Text excerpt –
:::
Optimal nutrition is essential for successful cancer treatment as it can decrease symptom burden, improve the overall quality of life, and support survivorship. Cancer diagnosis is often accompanied by a drastic change in diet, including the elimination of animal products. While incorporating more plant based foods provides a number of health benefits, eliminating all animal products during cancer treatment is not recommended.
Clinical Nutrition, the official Journal of the European Society for Clinical Nutrition and Metabolism, recently reviewed findings on the potential impact of protein on muscle anabolism in cancer being associated with better patient outcomes. The opinion paper presents a summarized review of the protein sources, animal vs. plant and which are most beneficial for oncology patients.
What is Muscle Anabolism? Or Anabolic vs. Catabolic?
Anabolism and catabolism are two categories of biochemical reactions that make up metabolism. Anabolism is the organization of simple molecules being built up into larger, complex molecules. This centers around bone growth mineralization and muscle mass build up, which requires energy.
Catabolism is the breakdown of complex molecules into simpler ones, releasing energy. An example of this is when we digest our food. Protein is broken down into amino acids, triglycerides into fatty acids and glycogen into glucose.
Muscle loss is a serious problem in cancer patients. Nausea, loss of appetite and taste alterations are common side effects of cancer therapy which can often result in muscle catabolism.
:::
Information provided –

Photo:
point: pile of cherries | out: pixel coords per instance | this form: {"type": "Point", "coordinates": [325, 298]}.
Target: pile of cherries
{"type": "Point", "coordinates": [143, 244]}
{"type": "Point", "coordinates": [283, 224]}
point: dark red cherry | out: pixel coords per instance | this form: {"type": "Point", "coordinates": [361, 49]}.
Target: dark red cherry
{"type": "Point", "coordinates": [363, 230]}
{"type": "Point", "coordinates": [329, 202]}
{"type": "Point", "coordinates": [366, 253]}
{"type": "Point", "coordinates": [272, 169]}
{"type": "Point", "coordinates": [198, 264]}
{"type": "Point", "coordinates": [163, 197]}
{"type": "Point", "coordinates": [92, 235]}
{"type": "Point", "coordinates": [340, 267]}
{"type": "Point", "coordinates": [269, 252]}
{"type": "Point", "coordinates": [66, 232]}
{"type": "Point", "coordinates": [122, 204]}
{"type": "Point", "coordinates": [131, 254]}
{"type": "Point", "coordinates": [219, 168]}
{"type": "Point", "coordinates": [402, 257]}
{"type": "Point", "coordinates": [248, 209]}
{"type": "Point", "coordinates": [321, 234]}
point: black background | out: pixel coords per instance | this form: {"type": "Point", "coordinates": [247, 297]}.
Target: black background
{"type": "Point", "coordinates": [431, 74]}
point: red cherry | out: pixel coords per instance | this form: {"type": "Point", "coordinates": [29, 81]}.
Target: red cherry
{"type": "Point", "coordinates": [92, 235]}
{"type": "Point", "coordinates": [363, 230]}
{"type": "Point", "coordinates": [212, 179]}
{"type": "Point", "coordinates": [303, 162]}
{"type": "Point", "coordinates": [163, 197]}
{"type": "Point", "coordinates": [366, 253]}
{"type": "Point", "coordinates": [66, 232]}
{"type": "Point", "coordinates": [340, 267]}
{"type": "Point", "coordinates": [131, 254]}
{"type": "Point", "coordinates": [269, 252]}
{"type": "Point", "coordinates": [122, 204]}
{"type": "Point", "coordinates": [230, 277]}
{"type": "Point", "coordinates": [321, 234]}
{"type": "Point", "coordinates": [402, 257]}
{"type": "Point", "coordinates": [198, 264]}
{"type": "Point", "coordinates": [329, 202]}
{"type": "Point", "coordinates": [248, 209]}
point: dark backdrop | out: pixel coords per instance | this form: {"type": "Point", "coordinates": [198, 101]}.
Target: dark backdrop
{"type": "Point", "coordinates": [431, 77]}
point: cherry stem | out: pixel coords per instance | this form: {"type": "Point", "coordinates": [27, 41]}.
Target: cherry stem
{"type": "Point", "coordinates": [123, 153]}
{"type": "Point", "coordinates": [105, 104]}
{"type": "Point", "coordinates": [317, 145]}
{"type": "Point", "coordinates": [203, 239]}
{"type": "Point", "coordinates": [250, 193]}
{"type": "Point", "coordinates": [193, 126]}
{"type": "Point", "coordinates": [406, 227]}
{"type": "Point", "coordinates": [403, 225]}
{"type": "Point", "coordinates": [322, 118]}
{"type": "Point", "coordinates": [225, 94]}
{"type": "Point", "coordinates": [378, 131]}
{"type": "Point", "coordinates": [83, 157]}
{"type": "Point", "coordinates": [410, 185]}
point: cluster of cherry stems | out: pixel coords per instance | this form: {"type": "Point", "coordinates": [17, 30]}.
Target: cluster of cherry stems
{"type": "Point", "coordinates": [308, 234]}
:::
Task instructions – Could you print the text on protein and muscle loss in cancer patients, shown above the rows, in full and word for word?

Written answer –
Optimal nutrition is essential for successful cancer treatment as it can decrease symptom burden, improve the overall quality of life, and support survivorship. Cancer diagnosis is often accompanied by a drastic change in diet, including the elimination of animal products. While incorporating more plant based foods provides a number of health benefits, eliminating all animal products during cancer treatment is not recommended.
Clinical Nutrition, the official Journal of the European Society for Clinical Nutrition and Metabolism, recently reviewed findings on the potential impact of protein on muscle anabolism in cancer being associated with better patient outcomes. The opinion paper presents a summarized review of the protein sources, animal vs. plant and which are most beneficial for oncology patients.
What is Muscle Anabolism? Or Anabolic vs. Catabolic?
Anabolism and catabolism are two categories of biochemical reactions that make up metabolism. Anabolism is the organization of simple molecules being built up into larger, complex molecules. This centers around bone growth mineralization and muscle mass build up, which requires energy.
Catabolism is the breakdown of complex molecules into simpler ones, releasing energy. An example of this is when we digest our food. Protein is broken down into amino acids, triglycerides into fatty acids and glycogen into glucose.
Muscle loss is a serious problem in cancer patients. Nausea, loss of appetite and taste alterations are common side effects of cancer therapy which can often result in muscle catabolism.